▶ Work to complete:
- a) In the article about South Africans stranded abroad, translate this sentence into Spanish: "Pandor also said priority would be given to those who were stranded at airports, running out of accommodation, and the elderly and the sick."
- b) Condense the paragraph beginning "News24 earlier reported that a group of South Africans" from the article about South Africans stranded abroad into one shorter sentence, keeping its main facts.
- c) Write the next few paragraphs of the article about South Africans stranded abroad, picking up after its final sentence.

▶ Extract provided:
The minister further revealed that, of the total stranded citizens, 723 are students, 204 are workers, 224 are tourists and 320 have not disclosed their status.

"I cannot say that these numbers are 100 percent accurate as it is based on people who have approached us for assistance through our missions and consular services. There may be more people in need of assistance that we do not know about yet," she added.

News24 earlier reported that a group of South Africans had been left stranded in Morocco. They had been pleading with government since 15 March to bring them back home after Morocco shut down its airports.

"Our missions, where possible, will continue to render consular services, including negotiating with the governments where there are lockdowns, in order to facilitate the movement of stranded South Africans," Pandor said.

In addition, News24 also reported that a dad stuck in Cameroon was pleading with government to bring him back home to his son, who is battling cancer.

Reginald Faulmann (62) told News24 on Tuesday that, following the minister's announcement, he was in possession of a fully-paid return ticket and the embassy had been in contact with him. It was "awaiting instruction from the headquarters in Pretoria".

ALSO READ: 'Please get me home to my dying son' – Dad stranded in Cameroon's plea to SA govt

Pandor also said priority would be given to those who were stranded at airports, running out of accommodation, and the elderly and the sick.

▶ Data under study:
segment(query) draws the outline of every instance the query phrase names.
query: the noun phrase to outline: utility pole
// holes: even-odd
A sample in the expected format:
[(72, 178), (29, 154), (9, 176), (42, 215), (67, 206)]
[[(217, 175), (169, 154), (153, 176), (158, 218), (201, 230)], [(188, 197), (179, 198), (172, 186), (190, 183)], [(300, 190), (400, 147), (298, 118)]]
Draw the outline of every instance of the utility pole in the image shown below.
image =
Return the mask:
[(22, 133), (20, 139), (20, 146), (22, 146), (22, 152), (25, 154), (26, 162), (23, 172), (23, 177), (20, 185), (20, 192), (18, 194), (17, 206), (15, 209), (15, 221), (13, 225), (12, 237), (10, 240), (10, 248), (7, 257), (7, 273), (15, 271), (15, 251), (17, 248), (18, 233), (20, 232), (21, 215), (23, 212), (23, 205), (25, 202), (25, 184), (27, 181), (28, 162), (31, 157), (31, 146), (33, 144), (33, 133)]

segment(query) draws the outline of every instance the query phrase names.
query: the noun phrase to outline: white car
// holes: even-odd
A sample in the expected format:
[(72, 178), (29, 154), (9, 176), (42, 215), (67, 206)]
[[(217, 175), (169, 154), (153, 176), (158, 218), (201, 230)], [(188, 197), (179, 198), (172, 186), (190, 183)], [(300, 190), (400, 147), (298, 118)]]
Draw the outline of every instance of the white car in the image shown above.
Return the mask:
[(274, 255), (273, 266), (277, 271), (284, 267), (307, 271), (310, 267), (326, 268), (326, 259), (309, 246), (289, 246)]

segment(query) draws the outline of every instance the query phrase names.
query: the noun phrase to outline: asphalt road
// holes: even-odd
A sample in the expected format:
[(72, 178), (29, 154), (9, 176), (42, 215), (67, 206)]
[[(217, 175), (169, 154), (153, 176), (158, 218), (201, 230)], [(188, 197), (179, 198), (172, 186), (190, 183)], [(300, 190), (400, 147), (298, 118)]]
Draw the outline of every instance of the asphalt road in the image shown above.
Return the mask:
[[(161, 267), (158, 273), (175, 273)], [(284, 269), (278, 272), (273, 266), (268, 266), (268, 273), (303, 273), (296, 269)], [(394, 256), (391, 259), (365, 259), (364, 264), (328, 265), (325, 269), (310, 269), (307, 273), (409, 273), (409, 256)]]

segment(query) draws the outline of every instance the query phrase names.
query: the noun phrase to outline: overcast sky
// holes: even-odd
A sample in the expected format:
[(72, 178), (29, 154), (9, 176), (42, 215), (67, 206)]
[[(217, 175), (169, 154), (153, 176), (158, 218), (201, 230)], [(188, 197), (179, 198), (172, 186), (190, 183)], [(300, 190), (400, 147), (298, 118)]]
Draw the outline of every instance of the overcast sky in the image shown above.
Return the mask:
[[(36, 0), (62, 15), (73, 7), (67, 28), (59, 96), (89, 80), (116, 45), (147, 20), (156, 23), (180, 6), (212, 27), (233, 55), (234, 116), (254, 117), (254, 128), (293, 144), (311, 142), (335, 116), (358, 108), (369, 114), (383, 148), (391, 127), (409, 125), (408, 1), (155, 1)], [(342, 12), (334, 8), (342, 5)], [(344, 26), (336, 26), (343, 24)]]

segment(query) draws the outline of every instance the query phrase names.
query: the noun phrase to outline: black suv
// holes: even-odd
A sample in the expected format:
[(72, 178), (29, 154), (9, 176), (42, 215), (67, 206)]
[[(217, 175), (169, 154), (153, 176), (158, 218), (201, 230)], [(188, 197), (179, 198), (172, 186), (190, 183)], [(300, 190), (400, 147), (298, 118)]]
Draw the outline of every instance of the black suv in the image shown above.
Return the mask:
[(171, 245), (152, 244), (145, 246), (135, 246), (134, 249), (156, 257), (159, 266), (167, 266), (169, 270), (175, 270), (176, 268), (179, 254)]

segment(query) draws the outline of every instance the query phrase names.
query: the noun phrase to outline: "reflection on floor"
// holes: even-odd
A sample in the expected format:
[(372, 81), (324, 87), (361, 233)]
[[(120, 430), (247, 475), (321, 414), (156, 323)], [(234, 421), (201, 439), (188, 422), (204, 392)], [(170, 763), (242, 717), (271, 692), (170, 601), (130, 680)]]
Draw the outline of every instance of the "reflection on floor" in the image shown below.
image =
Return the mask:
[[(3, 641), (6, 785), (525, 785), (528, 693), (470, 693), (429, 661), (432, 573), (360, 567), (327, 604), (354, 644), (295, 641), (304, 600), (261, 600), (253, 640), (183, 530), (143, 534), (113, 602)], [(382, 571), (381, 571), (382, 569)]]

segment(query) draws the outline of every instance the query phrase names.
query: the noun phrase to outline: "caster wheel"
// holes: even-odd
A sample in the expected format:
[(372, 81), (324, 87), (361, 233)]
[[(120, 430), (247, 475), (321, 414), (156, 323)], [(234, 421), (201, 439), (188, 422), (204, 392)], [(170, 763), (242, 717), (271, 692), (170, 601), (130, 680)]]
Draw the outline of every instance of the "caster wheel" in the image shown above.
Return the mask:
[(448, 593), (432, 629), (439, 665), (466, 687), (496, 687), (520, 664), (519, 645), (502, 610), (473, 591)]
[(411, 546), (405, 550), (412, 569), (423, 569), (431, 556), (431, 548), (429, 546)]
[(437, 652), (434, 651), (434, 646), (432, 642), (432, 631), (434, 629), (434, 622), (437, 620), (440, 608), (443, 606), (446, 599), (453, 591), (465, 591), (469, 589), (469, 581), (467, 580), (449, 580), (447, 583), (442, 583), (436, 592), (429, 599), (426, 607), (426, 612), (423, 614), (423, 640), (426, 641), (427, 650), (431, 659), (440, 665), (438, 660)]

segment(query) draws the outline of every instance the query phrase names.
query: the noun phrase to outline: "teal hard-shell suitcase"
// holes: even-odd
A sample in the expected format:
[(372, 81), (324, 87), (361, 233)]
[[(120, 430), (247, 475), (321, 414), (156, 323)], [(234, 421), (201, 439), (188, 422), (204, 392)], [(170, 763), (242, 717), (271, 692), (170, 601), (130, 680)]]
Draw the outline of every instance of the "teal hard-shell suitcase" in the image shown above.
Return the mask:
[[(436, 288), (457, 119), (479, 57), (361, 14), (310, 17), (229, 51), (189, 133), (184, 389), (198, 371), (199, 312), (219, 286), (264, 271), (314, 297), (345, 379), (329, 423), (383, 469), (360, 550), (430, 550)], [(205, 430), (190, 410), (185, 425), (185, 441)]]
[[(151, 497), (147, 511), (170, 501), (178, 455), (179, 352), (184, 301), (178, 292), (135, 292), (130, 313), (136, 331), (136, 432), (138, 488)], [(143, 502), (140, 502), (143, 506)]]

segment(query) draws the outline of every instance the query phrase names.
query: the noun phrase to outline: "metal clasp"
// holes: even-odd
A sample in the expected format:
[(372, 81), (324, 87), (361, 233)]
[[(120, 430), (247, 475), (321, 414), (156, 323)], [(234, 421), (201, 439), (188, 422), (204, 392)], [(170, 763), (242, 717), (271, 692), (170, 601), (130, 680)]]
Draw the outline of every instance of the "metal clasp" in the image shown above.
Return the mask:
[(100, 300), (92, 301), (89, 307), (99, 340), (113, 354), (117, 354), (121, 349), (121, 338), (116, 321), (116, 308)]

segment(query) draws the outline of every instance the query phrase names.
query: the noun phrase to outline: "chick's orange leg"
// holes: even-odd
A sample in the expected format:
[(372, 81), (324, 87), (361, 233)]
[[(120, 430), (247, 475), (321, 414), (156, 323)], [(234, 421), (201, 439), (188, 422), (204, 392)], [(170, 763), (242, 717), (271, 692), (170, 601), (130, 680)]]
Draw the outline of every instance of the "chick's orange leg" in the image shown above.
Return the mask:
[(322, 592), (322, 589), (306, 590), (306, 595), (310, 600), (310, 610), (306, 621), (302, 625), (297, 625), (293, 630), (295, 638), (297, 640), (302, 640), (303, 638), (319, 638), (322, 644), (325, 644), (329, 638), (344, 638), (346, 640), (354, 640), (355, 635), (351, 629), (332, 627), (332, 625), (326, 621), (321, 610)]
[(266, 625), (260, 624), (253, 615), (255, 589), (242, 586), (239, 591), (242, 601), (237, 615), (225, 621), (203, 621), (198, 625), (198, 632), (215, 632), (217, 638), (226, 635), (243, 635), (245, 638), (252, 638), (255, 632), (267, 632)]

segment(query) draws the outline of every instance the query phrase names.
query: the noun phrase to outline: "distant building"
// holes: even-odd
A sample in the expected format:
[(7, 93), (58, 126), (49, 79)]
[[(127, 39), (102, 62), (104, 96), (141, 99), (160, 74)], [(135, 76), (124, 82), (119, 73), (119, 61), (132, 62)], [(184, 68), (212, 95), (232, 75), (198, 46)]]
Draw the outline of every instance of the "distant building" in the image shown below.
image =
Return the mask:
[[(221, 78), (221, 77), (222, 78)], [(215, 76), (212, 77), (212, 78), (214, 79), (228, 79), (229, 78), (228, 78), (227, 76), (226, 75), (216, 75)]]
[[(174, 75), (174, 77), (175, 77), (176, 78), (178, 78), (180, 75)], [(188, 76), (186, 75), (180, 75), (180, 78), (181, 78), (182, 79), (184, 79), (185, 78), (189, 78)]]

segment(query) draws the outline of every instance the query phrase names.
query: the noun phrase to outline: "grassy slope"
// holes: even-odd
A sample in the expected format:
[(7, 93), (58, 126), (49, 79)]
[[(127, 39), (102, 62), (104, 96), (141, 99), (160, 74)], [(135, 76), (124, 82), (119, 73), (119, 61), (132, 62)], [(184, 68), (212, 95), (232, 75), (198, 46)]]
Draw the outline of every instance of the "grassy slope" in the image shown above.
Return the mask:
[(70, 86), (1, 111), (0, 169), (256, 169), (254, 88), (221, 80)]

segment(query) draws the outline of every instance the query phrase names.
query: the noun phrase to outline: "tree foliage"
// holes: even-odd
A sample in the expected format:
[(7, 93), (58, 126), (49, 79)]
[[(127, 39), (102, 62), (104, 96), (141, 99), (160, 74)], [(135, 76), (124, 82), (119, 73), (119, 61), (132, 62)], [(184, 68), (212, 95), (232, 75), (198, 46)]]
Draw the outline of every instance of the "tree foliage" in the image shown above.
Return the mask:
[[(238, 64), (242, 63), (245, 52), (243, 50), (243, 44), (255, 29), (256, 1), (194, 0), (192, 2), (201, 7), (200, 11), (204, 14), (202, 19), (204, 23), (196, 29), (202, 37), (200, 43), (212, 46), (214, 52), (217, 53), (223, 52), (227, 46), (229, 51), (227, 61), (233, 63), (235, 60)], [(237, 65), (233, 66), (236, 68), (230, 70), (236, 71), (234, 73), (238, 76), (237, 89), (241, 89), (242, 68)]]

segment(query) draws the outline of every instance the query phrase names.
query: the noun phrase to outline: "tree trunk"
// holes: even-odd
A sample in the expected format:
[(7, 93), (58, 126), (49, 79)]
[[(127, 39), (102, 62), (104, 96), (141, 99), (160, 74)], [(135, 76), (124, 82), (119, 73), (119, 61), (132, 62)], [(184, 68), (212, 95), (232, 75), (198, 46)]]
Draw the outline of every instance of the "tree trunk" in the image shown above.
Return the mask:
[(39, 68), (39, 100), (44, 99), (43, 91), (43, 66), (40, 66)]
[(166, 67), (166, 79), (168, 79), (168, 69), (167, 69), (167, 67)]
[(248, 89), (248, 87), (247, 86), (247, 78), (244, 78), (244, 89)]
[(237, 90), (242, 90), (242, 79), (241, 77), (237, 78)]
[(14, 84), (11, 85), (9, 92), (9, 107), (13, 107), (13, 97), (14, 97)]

▶ Set of answers:
- a) Pandor también dijo que se daría prioridad a quienes estaban varados en aeropuertos, a quienes se estaban quedando sin alojamiento, y a las personas mayores y enfermas.

- b) News24 had reported that South Africans stranded in Morocco had been asking the government since 15 March to bring them home after Morocco closed its airports.

- c)
However, due to difficulties associated with travel restrictions, the government was appealing to those who could afford to return to do so at their own cost.

"Some South Africans have explored options such as arranging private charter flights to SA. In such cases, we have requested our missions to assist with obtaining flight clearances in the host countries and to get permission to depart on such a chartered flight," Pandor explained.

For those who cannot depart, the department will liaise with families and friends in SA to contribute to the payment for accommodation.

"Our missions and head office will continue to be in touch with all South Africans until they are comfortably reunited with their families. The regulations require of all incoming nationals, irrespective of risk category, to undergo screening, testing and be quarantined," Pandor said.